▶ _THE EXERCISE_
Extract every line in the records below that contains the string "interior", copying each line in full.

▶ _DATASET RECORDS_
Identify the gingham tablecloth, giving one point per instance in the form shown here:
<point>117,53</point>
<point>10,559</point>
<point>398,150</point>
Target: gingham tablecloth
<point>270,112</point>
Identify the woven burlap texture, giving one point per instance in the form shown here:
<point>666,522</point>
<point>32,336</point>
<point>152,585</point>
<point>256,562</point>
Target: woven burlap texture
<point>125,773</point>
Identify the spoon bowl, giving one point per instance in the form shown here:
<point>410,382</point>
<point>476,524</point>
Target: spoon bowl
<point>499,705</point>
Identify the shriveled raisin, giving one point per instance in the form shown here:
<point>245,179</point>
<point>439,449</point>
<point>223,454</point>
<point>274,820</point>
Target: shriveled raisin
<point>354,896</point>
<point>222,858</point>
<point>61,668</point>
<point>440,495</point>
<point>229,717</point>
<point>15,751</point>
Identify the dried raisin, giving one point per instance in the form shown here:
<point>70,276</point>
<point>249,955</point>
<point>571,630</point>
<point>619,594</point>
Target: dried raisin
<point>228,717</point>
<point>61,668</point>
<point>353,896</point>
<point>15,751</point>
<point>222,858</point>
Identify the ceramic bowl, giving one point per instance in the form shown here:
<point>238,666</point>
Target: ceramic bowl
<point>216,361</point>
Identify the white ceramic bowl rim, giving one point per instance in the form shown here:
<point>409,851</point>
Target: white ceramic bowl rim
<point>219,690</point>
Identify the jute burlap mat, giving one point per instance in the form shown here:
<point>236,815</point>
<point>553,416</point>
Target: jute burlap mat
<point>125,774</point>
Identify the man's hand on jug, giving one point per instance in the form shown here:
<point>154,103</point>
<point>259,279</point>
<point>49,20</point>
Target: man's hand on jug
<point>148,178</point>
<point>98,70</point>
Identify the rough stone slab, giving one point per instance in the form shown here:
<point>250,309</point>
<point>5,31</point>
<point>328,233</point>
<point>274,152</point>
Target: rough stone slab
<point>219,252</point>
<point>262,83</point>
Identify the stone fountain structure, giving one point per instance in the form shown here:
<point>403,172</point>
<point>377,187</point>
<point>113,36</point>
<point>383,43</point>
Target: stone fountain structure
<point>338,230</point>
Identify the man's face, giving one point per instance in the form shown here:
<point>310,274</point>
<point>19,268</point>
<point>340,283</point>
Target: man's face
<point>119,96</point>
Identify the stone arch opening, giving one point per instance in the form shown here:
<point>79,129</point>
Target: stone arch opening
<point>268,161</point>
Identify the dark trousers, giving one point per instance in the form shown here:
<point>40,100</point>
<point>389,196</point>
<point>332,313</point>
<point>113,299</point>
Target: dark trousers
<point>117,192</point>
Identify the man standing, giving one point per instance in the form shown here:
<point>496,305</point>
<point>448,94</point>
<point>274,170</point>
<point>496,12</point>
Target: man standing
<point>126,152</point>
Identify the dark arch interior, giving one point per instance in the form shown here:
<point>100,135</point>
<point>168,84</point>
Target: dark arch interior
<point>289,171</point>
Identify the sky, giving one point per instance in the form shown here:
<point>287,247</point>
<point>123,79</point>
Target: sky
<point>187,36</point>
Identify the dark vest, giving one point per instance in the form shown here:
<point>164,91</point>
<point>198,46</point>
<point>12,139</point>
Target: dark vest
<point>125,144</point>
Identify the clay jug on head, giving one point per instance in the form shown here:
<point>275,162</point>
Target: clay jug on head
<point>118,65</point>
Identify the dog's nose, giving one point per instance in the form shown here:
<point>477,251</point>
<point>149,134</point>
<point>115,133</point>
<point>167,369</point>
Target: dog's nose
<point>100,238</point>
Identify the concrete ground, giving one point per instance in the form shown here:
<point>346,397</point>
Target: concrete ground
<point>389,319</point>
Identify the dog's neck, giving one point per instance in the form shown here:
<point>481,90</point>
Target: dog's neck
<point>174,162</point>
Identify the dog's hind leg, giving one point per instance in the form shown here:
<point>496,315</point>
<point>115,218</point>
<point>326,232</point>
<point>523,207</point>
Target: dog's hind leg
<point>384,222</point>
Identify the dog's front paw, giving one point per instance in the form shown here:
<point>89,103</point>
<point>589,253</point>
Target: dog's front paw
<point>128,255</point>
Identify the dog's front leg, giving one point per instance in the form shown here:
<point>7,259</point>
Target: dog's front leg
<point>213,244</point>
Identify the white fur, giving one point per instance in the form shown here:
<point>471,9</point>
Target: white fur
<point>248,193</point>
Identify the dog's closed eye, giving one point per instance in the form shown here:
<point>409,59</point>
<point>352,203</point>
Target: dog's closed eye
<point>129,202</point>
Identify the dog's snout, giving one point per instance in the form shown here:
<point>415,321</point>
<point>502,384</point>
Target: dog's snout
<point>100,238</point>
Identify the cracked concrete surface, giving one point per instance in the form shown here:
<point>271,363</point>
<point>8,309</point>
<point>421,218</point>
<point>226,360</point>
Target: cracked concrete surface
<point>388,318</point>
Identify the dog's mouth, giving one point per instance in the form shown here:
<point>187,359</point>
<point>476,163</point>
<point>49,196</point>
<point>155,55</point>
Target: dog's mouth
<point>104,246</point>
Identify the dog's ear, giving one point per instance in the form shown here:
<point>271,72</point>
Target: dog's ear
...
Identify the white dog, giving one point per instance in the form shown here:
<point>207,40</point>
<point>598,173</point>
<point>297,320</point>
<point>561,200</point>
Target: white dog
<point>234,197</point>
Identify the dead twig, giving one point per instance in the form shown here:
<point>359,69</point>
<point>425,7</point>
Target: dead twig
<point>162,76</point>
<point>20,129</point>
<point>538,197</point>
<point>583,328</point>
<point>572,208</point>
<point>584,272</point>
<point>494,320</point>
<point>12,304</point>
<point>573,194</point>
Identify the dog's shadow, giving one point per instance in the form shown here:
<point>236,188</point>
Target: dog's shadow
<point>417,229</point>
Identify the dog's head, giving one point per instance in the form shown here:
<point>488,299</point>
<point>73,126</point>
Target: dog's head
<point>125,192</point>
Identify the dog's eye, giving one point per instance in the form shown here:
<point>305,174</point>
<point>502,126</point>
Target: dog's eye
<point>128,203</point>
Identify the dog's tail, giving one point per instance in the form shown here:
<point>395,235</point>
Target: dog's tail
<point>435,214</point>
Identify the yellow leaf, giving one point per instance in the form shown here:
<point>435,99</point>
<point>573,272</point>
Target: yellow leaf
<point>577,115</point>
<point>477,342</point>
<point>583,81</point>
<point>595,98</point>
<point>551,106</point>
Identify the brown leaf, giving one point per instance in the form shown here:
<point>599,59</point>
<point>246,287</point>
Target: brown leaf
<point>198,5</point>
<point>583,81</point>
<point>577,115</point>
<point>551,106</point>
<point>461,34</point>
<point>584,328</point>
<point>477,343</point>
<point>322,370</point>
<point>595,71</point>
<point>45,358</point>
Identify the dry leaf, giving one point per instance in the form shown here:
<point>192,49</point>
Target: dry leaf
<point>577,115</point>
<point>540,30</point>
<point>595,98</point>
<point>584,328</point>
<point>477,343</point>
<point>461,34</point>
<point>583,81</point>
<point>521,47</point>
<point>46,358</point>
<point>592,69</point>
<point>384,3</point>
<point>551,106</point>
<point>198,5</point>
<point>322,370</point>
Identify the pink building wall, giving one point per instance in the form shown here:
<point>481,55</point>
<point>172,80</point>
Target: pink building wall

▶ _CORRECT OUTPUT_
Identify the dark arch interior, giving one point per instance in the form shown here:
Target: dark arch interior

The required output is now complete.